**TASK**
Copy each of the following records word for word, without changing anything.

**MATERIAL**
------------------------------------------------------------------------

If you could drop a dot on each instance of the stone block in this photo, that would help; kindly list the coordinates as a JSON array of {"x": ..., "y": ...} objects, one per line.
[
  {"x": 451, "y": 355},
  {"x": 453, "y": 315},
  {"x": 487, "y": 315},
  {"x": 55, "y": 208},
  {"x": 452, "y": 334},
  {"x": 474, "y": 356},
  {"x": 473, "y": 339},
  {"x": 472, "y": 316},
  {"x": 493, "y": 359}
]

------------------------------------------------------------------------

**TASK RESULT**
If you could drop a dot on each instance of the stone block in this photo, that would help; kindly list the coordinates as a JSON array of {"x": ..., "y": ...} objects, one per line.
[
  {"x": 451, "y": 355},
  {"x": 453, "y": 315},
  {"x": 487, "y": 315},
  {"x": 55, "y": 208},
  {"x": 452, "y": 334},
  {"x": 474, "y": 356},
  {"x": 473, "y": 339},
  {"x": 472, "y": 316},
  {"x": 493, "y": 359}
]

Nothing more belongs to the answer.